■ WRITTEN PROBLEM: Put every line of the data below into a JSON list of strings, one string per line, with blank lines and the pictures left out.

- - - -

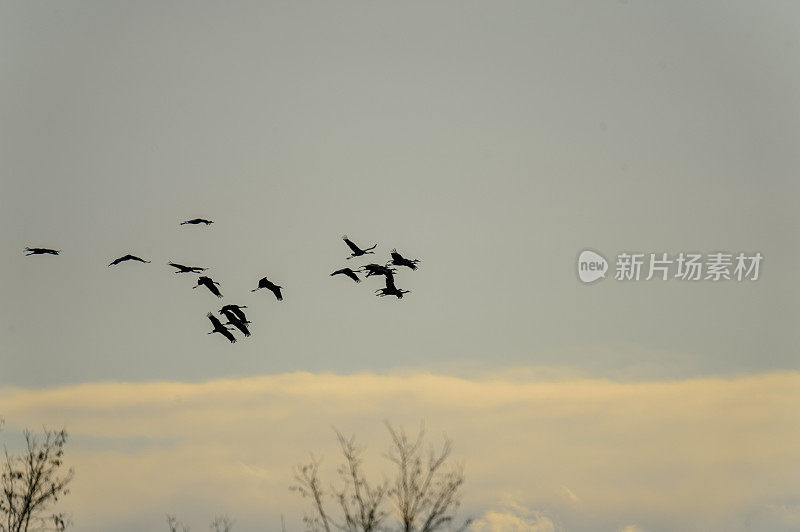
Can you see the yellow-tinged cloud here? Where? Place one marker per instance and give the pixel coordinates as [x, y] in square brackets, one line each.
[698, 454]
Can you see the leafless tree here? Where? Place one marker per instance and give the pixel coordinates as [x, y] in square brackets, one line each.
[221, 523]
[34, 481]
[423, 495]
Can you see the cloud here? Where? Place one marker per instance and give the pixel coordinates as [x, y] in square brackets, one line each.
[703, 454]
[515, 519]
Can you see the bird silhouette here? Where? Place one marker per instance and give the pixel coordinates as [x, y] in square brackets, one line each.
[236, 309]
[348, 272]
[41, 251]
[357, 252]
[265, 283]
[399, 260]
[127, 257]
[377, 269]
[233, 319]
[220, 328]
[391, 289]
[186, 269]
[208, 283]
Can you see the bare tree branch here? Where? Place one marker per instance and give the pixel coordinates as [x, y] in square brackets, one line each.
[32, 482]
[425, 492]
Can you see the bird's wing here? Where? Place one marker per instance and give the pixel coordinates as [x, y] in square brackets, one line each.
[350, 244]
[214, 289]
[214, 321]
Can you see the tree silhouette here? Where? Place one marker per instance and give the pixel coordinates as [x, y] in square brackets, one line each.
[423, 495]
[221, 523]
[34, 481]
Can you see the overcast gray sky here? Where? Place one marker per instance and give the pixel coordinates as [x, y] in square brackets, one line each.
[492, 140]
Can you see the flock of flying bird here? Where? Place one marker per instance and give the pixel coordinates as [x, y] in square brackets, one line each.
[235, 315]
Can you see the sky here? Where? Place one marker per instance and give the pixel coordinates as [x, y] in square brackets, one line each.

- - - -

■ RIGHT ANSWER:
[
  "Can you see the yellow-tinged cloud here? Where? Place one marker per instance and give the pixel coordinates as [x, y] in square brackets, one line each.",
  "[698, 454]",
  "Can you see the leafless tree here? Where? Place one marker per instance and give the pixel coordinates as [x, y] in square brackets, one line each.",
  "[221, 523]",
  "[34, 481]",
  "[423, 495]",
  "Can you see the cloud here? Where? Place one marker per instance and give the pixel coordinates as [x, y] in square brackets, one line each.",
  "[703, 454]",
  "[515, 519]",
  "Can you see the bird silhouette here? Where? Place one marker per instance and give the pixel coordinates as [x, y] in square brackets, one line each.",
  "[236, 309]",
  "[348, 272]",
  "[41, 251]",
  "[357, 252]",
  "[265, 283]",
  "[399, 260]",
  "[127, 257]",
  "[377, 269]",
  "[233, 319]",
  "[220, 328]",
  "[391, 289]",
  "[186, 269]",
  "[208, 283]",
  "Can you see the bare tree branch here? Where? Place one marker per instance and give the pixel coordinates as [x, y] in square brackets, one line each.",
  "[32, 482]",
  "[425, 492]",
  "Can you see the bird's wing here? Where? Place one marker per instance and give the pixel coordinates as [x, y] in square brackets, one line each.",
  "[350, 244]",
  "[214, 289]",
  "[214, 321]",
  "Can you see the tree silhouette here? Where? Place one marker per instance and give the pixel coordinates as [x, y] in square brackets, one line each.",
  "[423, 495]",
  "[221, 523]",
  "[34, 481]",
  "Can you see the overcast gray sky here? Where? Place one marker per instance and give the pixel coordinates as [x, y] in square brackets, one line each.",
  "[492, 140]",
  "Can you see the flock of flying bird here? Where? Place one marker per instance and give the pixel coordinates as [x, y] in square brackets, one line each.",
  "[235, 315]",
  "Can you see the sky here? Where? Place one marker per instance and give the pixel coordinates as [x, y] in square brackets, one line each."
]